**Object point labels**.
————

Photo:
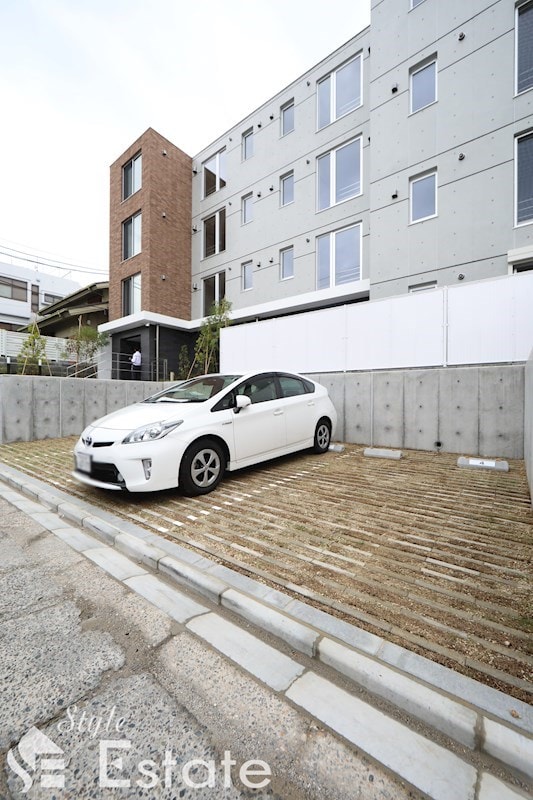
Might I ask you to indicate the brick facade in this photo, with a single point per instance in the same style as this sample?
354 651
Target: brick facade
164 200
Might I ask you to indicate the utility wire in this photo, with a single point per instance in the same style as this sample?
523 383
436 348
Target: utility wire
48 262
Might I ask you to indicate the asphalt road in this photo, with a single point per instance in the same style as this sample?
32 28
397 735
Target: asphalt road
102 694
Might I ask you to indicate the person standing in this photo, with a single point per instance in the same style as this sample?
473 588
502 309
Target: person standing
136 365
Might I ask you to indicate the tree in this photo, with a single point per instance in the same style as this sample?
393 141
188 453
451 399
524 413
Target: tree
184 362
84 344
32 351
207 348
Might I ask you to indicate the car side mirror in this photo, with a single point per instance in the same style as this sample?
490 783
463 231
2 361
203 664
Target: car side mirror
241 401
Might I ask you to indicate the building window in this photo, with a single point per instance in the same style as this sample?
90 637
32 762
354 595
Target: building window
131 295
247 144
524 47
131 236
49 299
132 176
423 86
287 188
247 276
524 179
214 173
340 92
339 257
287 118
339 174
215 233
422 287
214 291
423 196
13 289
247 208
286 263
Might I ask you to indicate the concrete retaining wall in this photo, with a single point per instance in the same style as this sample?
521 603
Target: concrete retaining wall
470 410
528 422
34 407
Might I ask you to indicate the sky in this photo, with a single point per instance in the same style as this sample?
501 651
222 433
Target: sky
80 80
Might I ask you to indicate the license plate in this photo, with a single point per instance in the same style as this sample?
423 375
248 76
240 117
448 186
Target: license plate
83 462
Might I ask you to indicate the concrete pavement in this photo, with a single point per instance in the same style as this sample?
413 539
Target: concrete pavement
167 620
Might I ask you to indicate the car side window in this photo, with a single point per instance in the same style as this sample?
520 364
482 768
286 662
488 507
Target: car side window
228 401
260 389
290 387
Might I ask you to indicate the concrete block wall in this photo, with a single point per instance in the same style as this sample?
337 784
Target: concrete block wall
34 407
469 410
528 422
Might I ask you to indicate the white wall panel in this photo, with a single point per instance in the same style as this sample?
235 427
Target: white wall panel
491 321
486 322
399 332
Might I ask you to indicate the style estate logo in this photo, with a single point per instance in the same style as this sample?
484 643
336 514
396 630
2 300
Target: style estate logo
118 767
36 746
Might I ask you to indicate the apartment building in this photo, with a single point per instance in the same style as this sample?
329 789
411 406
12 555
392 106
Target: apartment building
401 162
24 291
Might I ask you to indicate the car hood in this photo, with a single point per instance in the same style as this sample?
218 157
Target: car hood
132 417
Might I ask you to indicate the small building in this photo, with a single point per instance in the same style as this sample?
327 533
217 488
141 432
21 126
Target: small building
23 292
87 306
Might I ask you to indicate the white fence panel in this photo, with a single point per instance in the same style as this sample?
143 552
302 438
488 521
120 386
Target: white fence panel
402 331
491 321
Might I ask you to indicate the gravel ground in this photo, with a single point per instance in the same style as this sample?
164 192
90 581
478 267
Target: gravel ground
431 557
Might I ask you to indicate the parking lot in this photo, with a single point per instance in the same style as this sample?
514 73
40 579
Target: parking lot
430 556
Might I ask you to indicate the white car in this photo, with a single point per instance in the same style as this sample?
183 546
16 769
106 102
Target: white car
190 433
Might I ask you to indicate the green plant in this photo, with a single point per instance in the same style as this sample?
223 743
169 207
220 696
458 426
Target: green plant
184 362
32 351
85 343
207 348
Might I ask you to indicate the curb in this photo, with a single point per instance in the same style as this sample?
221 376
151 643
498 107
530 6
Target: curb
475 716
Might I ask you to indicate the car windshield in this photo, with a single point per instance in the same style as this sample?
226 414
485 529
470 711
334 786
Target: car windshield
197 390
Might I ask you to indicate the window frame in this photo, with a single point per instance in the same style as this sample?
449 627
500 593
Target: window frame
220 181
284 131
518 10
416 179
283 251
219 233
219 292
415 71
247 276
131 163
332 156
247 144
283 182
15 286
332 265
520 223
135 240
332 77
129 294
247 208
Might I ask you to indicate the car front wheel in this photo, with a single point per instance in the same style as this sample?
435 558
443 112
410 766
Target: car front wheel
202 467
322 436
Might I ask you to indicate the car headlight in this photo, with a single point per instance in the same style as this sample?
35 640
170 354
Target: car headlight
149 433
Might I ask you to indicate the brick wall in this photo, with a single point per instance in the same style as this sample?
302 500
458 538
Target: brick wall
165 203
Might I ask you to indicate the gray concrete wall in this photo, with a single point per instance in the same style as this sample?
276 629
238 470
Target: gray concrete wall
469 410
34 407
528 422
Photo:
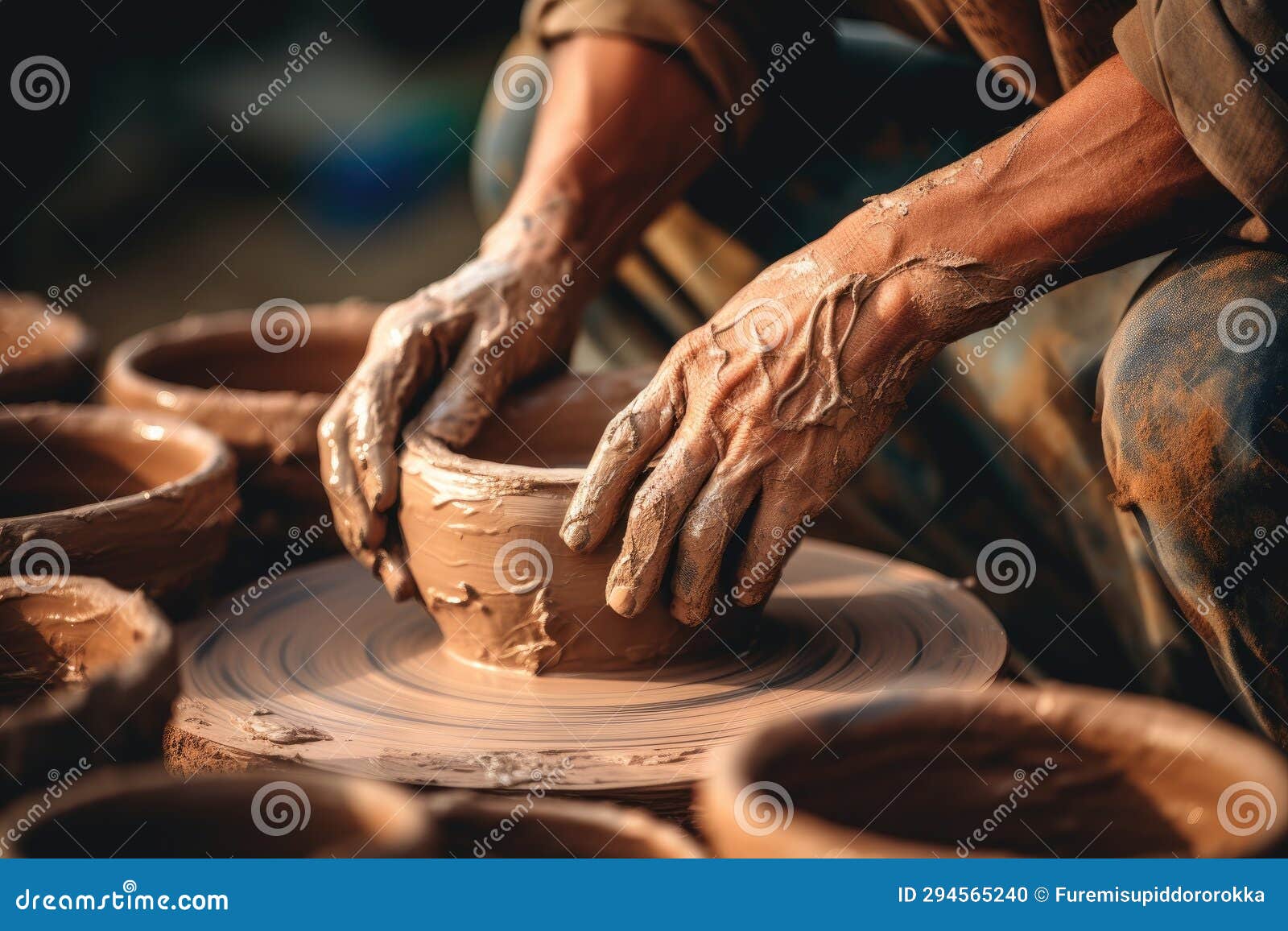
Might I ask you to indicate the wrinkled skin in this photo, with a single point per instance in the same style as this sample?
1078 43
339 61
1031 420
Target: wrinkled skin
506 315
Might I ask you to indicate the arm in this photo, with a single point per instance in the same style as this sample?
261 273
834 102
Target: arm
611 147
778 400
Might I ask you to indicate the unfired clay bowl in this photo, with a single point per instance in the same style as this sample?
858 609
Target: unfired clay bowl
264 400
134 498
145 813
81 664
44 356
1009 772
482 528
483 825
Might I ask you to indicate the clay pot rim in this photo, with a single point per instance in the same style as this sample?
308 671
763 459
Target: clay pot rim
663 838
736 765
216 455
122 374
405 827
122 678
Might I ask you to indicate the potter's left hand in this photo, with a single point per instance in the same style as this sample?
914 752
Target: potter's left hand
774 403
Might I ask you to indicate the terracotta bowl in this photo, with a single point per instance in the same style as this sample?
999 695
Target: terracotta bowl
470 824
45 354
138 499
262 387
482 528
84 665
145 813
1010 772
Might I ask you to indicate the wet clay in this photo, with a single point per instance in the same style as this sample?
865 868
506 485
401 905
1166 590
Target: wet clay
482 528
263 391
384 697
47 354
138 499
143 813
1010 772
81 664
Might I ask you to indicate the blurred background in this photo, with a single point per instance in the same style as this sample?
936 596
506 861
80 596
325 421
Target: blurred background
155 180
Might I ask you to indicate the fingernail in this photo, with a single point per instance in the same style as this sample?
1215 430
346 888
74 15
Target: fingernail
622 600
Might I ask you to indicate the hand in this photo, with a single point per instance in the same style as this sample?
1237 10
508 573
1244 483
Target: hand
502 317
774 403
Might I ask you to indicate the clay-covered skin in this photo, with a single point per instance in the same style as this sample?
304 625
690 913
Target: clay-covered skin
47 354
135 498
84 664
483 532
1009 772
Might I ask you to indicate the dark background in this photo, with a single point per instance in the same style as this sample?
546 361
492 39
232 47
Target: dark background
351 182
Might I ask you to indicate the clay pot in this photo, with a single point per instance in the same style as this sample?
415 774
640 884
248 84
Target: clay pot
87 676
138 499
482 528
145 813
262 384
1009 772
47 354
483 825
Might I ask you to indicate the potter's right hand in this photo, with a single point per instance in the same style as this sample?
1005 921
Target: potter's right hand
506 315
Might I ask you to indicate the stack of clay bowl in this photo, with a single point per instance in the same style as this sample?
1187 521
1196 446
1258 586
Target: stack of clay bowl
87 677
261 381
528 678
145 813
138 499
47 354
1011 772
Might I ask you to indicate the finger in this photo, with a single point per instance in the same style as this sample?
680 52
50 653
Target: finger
786 514
624 452
704 540
656 515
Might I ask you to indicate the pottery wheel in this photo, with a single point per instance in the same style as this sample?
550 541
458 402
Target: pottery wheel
326 672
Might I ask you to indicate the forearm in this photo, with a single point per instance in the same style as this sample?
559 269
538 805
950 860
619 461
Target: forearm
612 146
1098 180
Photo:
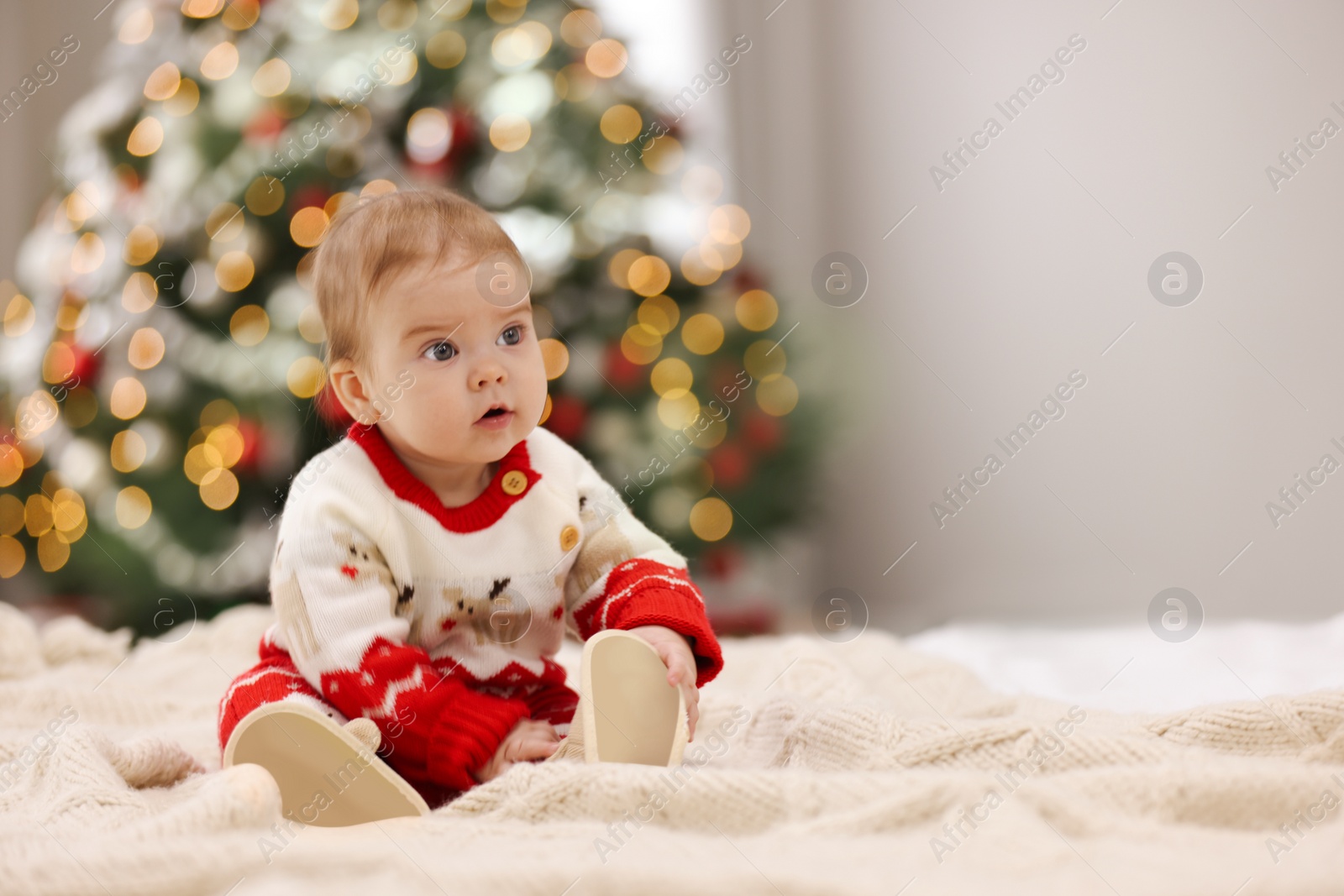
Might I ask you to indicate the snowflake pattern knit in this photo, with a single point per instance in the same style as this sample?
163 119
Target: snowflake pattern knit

————

**TASK OBJECTIVE**. Copy the records above exactly. The pictures are not part of the copy.

**TASK OUTPUT**.
Photo:
Might I ask you to indicate the brick facade in this photo, with a single point per instance in the same style as this sample?
354 651
Target: brick facade
164 200
Might I ask you to indicate the utility wire in this photo, with a single point per instance in the same style as this sample?
523 383
436 348
Target: utility wire
48 262
Might I ask you to indicate the asphalt road in this photo, with a single point per instance in the same style as this sample?
32 28
397 735
Target: asphalt road
102 694
Might I ask you to indicate the person standing in this photo, with a single point per instance in the same style as this sample?
473 588
502 309
Target: person standing
136 365
Might I ask you to indicate the tree in this photo, with a single point per instance in the same style as this sample?
393 141
188 453
451 399
524 413
Target: tree
184 362
84 344
32 351
207 348
Might I ask you to indicate the car side mirror in this photo, with a single point per instance in the same style as this sample?
490 783
463 231
2 361
203 664
Target: car side mirror
241 401
Might I ask you to indicate the building window in this photo, with a single point per instance in the same style as this sample?
90 637
32 762
354 595
Target: building window
131 295
247 144
524 47
131 236
49 299
132 176
423 86
287 188
247 276
524 179
214 173
340 92
339 257
287 118
339 174
215 233
422 287
214 291
423 196
13 289
247 208
286 263
Might I ask you to indicate the concrete retaining wall in this photo, with a single point per instance in the same style as this sample?
521 603
Target: concrete retaining wall
470 410
528 422
34 407
Might I ask you to indicate the sky in this photo, with a single point per instance in the same style as this sample?
501 651
222 433
Target: sky
80 80
Might I ask you to indicate the license plate in this photo, with a single point per instance in the same style as this sample?
423 375
248 76
240 117
448 186
Target: license plate
83 462
Might I ask you to indicate the concrete pavement in this photo, with a single point per instance in the same style as this sample?
413 539
Target: concrete pavement
167 620
Might I ask you to indicate the car side window in this photo, with a single point per instance in the same style as this sample?
520 364
482 768
286 662
488 507
Target: car side window
228 401
260 389
290 387
Might I ask you to indicate the concrete block wall in this photo, with a single point per instance in the same style as this sample?
337 784
Target: concrete block wall
34 407
469 410
528 422
Might I ask you to indicate the white wall panel in this photo, with a single point per instance in the same style as this sample?
235 427
Target: white wall panel
491 321
486 322
399 332
Might I ask you to indicate the style estate logo in this photo, with a single point per instance in the same style as this sample?
484 643
336 514
396 630
2 300
Target: style estate logo
118 767
36 746
Might I ask you to indicate the apartment building in this photo, with a single point per instance in the same style as this sample?
329 789
411 406
12 555
392 106
Target: apartment building
401 162
24 291
Might I ask you to indicate the car hood in this photo, with a single point per instance in the same style as this sample?
218 157
Target: car hood
132 417
Might I ask you to indicate the small building in this photo, with a single point per instance in the same style as this sample?
327 533
217 488
141 432
21 126
Target: small building
23 292
87 306
Might I ask you to indicate the white fence panel in this photo, with a single point per instance in the same style as this sample?
143 552
302 438
488 521
120 386
Target: white fence panel
402 331
491 321
Might I ask you to indicate the gravel ground in this photo, with a single point per instance in the same style as this sample?
164 192
90 581
478 267
Target: gravel ground
431 557
Might I ask you to indicate the parking lot in this photo, with a single point per instance in the same style as this sample?
514 73
40 579
Target: parking lot
430 556
Might I ask you to indicate the white car in this photo, with a single point per instance in the same style as this sample?
183 546
16 769
106 102
Target: white car
190 433
Might I ask you to indicate the green plant in this photo, with a single point per instance in the same style as this sample?
223 743
169 207
220 696
458 426
Target: green plant
184 362
32 351
85 343
207 348
Might I ask you to indicate the curb in this photo, with a single point per instance in the same style as this sample?
221 376
151 643
498 107
530 6
Target: curb
475 716
Might I ask you to indicate the car windshield in this photo, with a single point per instance in the same style as this sample?
226 414
485 529
470 711
334 786
Target: car windshield
197 390
Might I ask you to indicate the window frame in this photo, with a single point per instance in the same style as this sample?
449 627
500 593
Target: window frame
220 181
284 131
518 10
416 179
283 251
219 233
219 292
415 71
247 276
131 163
332 156
247 144
283 182
15 286
332 265
520 223
135 240
332 77
129 294
247 208
Might I ask you to indicate the car front wheel in this photo, with a single point per instance in the same style as this sample?
435 558
443 112
410 766
Target: car front wheel
202 467
322 436
Might I ask you to indicate the car headlight in this photo, with a single point per instance in the same style as this sample?
35 640
170 354
Target: car headlight
149 433
Might I ask you to indicate the brick wall in this photo, with a single point per instance in the same style as this sample?
302 500
458 538
Target: brick wall
165 203
Might I ask you to indicate the gray concrete wall in this photo, with a single point per instance in the same style as this sample?
276 629
238 470
Target: gray concrete wall
469 410
34 407
528 422
Photo:
Might I ask you to indicate the wrinkled skin in this photo, with a single point per instance in the same style as this sample?
1078 43
339 61
1031 420
Target: wrinkled skin
506 315
Might I ask you to indicate the arm in this photo, with a single point per instance in the same style as this sample?
261 273
834 102
Target: arm
611 147
778 400
Might I ask you to indicate the unfired clay bowl in this photo, with a single point per instance in the same style as this sample?
858 609
Target: unfired clay bowl
264 400
134 498
145 813
81 664
44 356
1009 772
482 528
483 825
Might I ask you to indicate the clay pot rim in this photo, with a single point per instance in the same style as this sample?
308 671
763 459
Target: clay pot rim
663 838
736 765
216 455
122 374
405 827
122 678
Might I ask you to indicate the potter's left hand in this photo, with a single point per instance in the same style as this sample?
914 752
Target: potter's left hand
774 403
Might I ask you to indicate the terracotta bowl in this photo, with a single point per instance in the same style as this sample?
999 695
Target: terracotta bowl
470 824
45 354
138 499
262 387
482 528
84 665
145 813
1010 772
Might I ask you to indicate the wet clay in this photo, with a single point per instance in the same style as this sample?
865 868
506 485
401 905
1166 590
Target: wet clay
482 528
263 391
384 697
47 354
138 499
143 813
1010 772
81 664
Might I ask you to indicate the blurred background in this photo, with a single point per instance in the same style as this sample?
936 596
506 861
80 596
325 421
Target: blurred background
155 180
Might I ask you to indicate the fingernail in this photo, with a single point per instance in the same style as this sample?
1215 430
346 888
74 15
Target: fingernail
622 600
Might I ask you to indicate the hand in this photo, with a single point per instance in the same style as this sample?
1237 10
508 573
1244 483
Target: hand
502 317
774 403
Might I ask you to indicate the clay-covered skin in this photo, with a single point per instance in the same style as this sample?
304 625
690 913
Target: clay-covered skin
47 354
135 498
84 664
483 532
1009 772
Might I ask you to indicate the dark background in this photo, with a single point per instance in the same style as this sample?
546 361
492 39
232 47
Target: dark background
351 182
Might I ask you to indicate the clay pot in this photo, with a single point per instance in the same style as this sample?
415 774
640 884
248 84
Target: clay pot
87 676
138 499
482 528
145 813
262 384
1009 772
47 354
483 825
Might I ask you to indicate the potter's right hand in this photo, with a single point per instance in the same style as this sample?
1005 921
Target: potter's right hand
506 315
Might I ask you to indicate the stack of clay bowl in this photo, with a single point per instance in the same style as this sample?
1187 521
1196 446
1258 586
Target: stack of clay bowl
87 677
261 381
528 678
145 813
138 499
47 354
1011 772
Might I ask you to indicate the finger in this photo, with a single point per instance in the same style as this sample?
680 52
50 653
Target: finger
786 514
624 452
704 540
656 515
Might I ask you to indicate the pottery wheel in this photo, with a single point per instance in the same style as this sample?
550 541
458 402
Target: pottery wheel
326 672
Might I ask you to indicate the forearm in this photo, with a single point per instance in the same style as this sample?
559 269
538 805
950 860
619 461
Target: forearm
612 146
1098 180
Photo:
Might I ask you to indicate the snowflake pattern knit in this photo, with a single point per instance in the same style as this sample?
163 119
Target: snowflake pattern knit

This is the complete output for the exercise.